(QUOTED PASSAGE)
-- Opening Marker --

Today’s highlight was a van stopping on a hill just in front of me. The driver walked around and opened the side door. Out stepped a handful of Turigrinos. How could you tell they were Turigrinos?

Well, the new and colourful clothes, the tiny backpacks, a lady with blow dried hair all gave it away.

They thanked the driver and started to walk… a whole 20 meters or so to a cafe where they disappeared inside.

No photos. I was just too stunned about it all. Is it so important go get a Compostela and to be able to tell your friends that you have “walked the Camino”? Or “experiencing” the Camino?

Meanwhile, back to the real world…

The markers showing the remaining distance to Santiago de Compostela were like a taximeter. An inverted taximeter counting backwards.

The markers appeared fast and furious and the kilometres just seemed to disappear. Sounded good to me. To the right is the marker showing there is 29.5km left to Santiago de Compostela.

The place for morning coffee…

…and for a chorizo boccadillo.

These are so nice but the greasy taste of the chorizo hangs around for a while afterwards.

The cafe’s idea for “point of differentiation” was to keep their empty beer bottles. And to display them on a stonewall as you arrived. The cafe’s “marketing campaign” seemed to work. Hey, I went in.

Not sure what “Peregrina” was. A local beer perhaps? Never heard of it before.

This building / cafe is Bar Casa Verde and is in Salceda. With its outdoor seating it looked like any other on the Camino from the outside, but step inside and…

…and it is a different world.

Flags and jerseys and who knows what were hanging down from the ceiling…

…graffiti galore…

…including on the walls.

Even a Norwegian flag had found its way inside Bar Casa Verde.

Again, that “point of differentiation” seemed to work well. Bar Casa Verde was popular, if nothing else, pilgrims walked in, took some photos and got a stamp.

Just down the road, somebody had amused themselves by making a twig cross to hang from a wire. The sun’s shadow made for interesting photography.

I have seen these lilliput car registration plates before. I finally decided to take a photo of one for its curiosity value. The plates look like something that should hang off a toy car.

This beautiful stone table showed two alternative ways of the Camino from here. It hang next to a pedestrian tunnel underneath a road.

And this… Thing… It started to talk to us in Spanish as we passed it. For then to proceed to play classical music. Odd. Why?

I tried to find the sensor that triggered it but I couldn’t find it. The thing got power from solar cells and there was a monitor inside.

-- Closing Marker --

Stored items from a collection
-- Opening Marker --

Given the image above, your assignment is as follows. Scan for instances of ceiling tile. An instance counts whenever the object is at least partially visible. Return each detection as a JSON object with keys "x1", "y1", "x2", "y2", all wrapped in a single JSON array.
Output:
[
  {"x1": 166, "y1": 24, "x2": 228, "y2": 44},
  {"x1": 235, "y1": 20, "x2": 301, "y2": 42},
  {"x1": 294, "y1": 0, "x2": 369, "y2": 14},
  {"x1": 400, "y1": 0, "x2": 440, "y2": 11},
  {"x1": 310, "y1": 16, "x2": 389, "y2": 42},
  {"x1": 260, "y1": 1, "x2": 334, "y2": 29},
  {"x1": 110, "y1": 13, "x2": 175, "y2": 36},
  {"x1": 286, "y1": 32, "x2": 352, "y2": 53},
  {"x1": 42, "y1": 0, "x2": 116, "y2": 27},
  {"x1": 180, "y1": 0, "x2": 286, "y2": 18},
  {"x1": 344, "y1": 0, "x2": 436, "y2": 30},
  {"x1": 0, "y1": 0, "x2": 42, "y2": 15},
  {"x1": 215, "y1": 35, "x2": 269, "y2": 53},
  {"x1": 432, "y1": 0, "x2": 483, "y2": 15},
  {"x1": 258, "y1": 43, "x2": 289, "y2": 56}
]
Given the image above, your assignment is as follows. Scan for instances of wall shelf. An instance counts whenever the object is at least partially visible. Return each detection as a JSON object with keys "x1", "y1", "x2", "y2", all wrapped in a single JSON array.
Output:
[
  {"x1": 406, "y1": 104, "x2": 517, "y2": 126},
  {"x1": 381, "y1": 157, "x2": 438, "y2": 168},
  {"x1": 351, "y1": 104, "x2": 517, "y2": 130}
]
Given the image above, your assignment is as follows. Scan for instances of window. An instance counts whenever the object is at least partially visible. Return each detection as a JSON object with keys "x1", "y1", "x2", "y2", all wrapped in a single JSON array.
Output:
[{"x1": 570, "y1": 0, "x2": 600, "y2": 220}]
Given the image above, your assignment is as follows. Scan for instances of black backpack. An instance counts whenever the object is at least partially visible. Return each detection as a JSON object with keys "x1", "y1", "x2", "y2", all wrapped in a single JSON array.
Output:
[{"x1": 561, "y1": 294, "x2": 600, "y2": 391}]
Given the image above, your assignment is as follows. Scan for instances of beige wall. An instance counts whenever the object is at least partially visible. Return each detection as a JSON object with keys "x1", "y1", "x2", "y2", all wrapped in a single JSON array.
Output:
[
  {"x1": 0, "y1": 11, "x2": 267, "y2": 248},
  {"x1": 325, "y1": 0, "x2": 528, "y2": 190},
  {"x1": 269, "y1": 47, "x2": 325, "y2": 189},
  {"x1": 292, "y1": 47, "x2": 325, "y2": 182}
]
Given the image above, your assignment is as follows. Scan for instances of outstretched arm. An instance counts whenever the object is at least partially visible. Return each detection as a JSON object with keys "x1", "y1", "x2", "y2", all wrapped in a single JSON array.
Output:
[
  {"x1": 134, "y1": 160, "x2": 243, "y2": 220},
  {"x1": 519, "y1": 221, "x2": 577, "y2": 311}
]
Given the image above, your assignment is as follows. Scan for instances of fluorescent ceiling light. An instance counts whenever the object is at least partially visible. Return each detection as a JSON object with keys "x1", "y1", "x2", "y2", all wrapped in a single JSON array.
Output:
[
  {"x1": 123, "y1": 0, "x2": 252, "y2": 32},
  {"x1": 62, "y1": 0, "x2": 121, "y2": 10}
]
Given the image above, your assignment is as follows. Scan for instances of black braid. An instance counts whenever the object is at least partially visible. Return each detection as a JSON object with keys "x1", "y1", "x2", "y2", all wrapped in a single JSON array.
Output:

-- Closing Marker --

(ACTIVITY 1)
In the Camino walk account, condense the paragraph beginning "I have seen these lilliput car registration plates" into one shorter sentence and keep its main facts.
(ACTIVITY 2)
Pick up the account of walking the Camino after its last sentence and carry it forward.
These records are separate from the Camino walk account and have no connection to it.

(REPLY 1)
Having seen the tiny car registration plates before, the writer finally photographed one for its curiosity value, since they look like something meant for a toy car.

(REPLY 2)
Tonight’s albergue Cruceiro de Pedrouzo believed in advertising through regular boards as you approached. The distance markers showed how much further the pilgrim has to go to get there. 1.8km left to walk from here. Almost there.

Santiago has started to appear on road signs now. What is different with the sign below is that it was free from graffiti. Many signs were full of it.

I arrived at Cruceiro de Pedrouzo albergue around 1.45pm, got a bed, had a shower and…

…realized that I left my wall power plug/adapter for charging my iPhone at the last albergue. Presumably I left it still in the wall.

My zip lock bag should include two items, the wall plug/adapter and the USB cable. Now there was only the latter.

I borrowed a power plug to get my phone charged up to 100%. I may have to wait to get a new power plug until I arrive in Santiago de Compostela tomorrow.

The hospitalero suggested check the local hardware store. Which I did. The hardware store sells cigarettes. But it does not sell electrical items. At all.

Study of albergue life. Backpacks galore.

Tonight is the night before graduation night, the big one. We all went out that last “Menú del Peregrino”. That meant salad with tuna included, mains with chips, no vegetables and crap wine.

All the standard ingredients were there.

We discussed each of ours best, worst, most etc event, experience etc on the Camino. Fun stuff.

Let’s finish off with a few dusk pictures walking back to the albergue Cruceiro de Pedrouzo.

766km walked. 19km left to walk after Day 37

Final thoughts:

I so like the cone shaped snacks below. They are delicious and so more-ish. Yes, I am having too many of them. My waistline can take it. At least for as long as I am on the Camino.